**Selected text**
28 July 2022 – Transcript – Parliament House, Canberra – Topics: Murray-Darling Basin Plan

EO&E…………………………………………………………

Perin Davey:

Right. Well, thank you all very much for coming this afternoon. The reason why we’ve called you here is that today we saw the Minister for Water, Tanya Plibersek, mislead the chamber. The Minister stood up in response to a question from the Member for Mayo, Rebekha Sharkie, and said that the previous government had only recovered two gigalitres of water under the 450 clause of the Murray-Darling Basin Plan.

Her own website, this one here shows that 23.3 gigalitres have been recovered. Under that program, 21 gigalitres was approved and contracted under our government. The remaining two gigalitres were assessed under our government but have only been contracted post the election. But the most frustrating thing about what the Water Minister has said, she says the 450 is for South Australia. Nowhere in the Basin Plan does it say that any of the water recovery is specifically for any particular state.

The other thing is the Minister keeps concentrating on two gigalitres, two gigalitres. The fact of the matter is that under the Basin Plan, 2100 gigalitres has been recovered for the environment at the expense of consumptive users. But since 2004, in multiple water reforms, over 4000 gigalitres of water has gone to the environment.

**Given information**
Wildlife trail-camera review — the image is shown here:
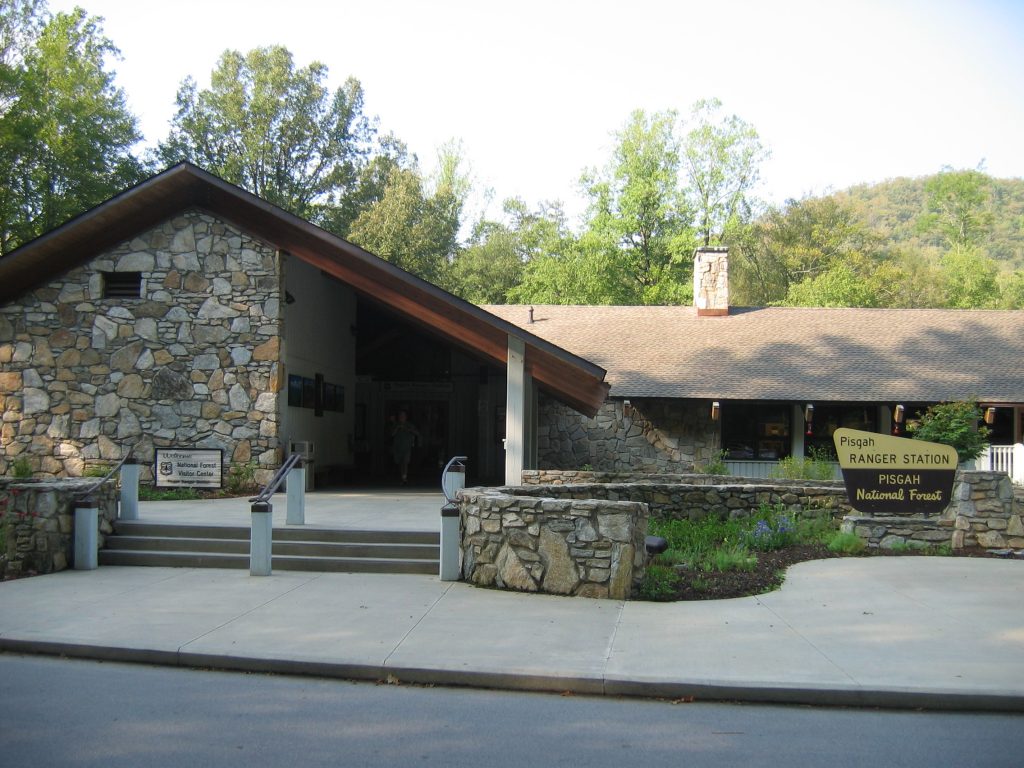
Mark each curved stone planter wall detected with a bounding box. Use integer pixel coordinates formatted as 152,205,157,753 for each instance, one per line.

**Short task 1**
Do the following statements agree with the Murray-Darling Basin transcript? For each, answer yes or no and quote the words of the transcript that decide it.
(a) The Minister for Water said the previous government had recovered only two gigalitres under the 450 clause.
(b) The Basin Plan states that water recovered under it is specifically for South Australia.
(c) All 23.3 gigalitres recovered under the program were contracted under the previous government.
**Short task 2**
Copy from the Murray-Darling Basin transcript the part that opens with the words containing "Right. Well, thank" and closes with "Murray-Darling Basin Plan.".

**Exercise result 1**
(a) Yes: "said that the previous government had only recovered two gigalitres of water under the 450 clause of the Murray-Darling Basin Plan."
(b) No: "Nowhere in the Basin Plan does it say that any of the water recovery is specifically for any particular state."
(c) No: "The remaining two gigalitres were assessed under our government but have only been contracted post the election."

**Exercise result 2**
Right. Well, thank you all very much for coming this afternoon. The reason why we’ve called you here is that today we saw the Minister for Water, Tanya Plibersek, mislead the chamber. The Minister stood up in response to a question from the Member for Mayo, Rebekha Sharkie, and said that the previous government had only recovered two gigalitres of water under the 450 clause of the Murray-Darling Basin Plan.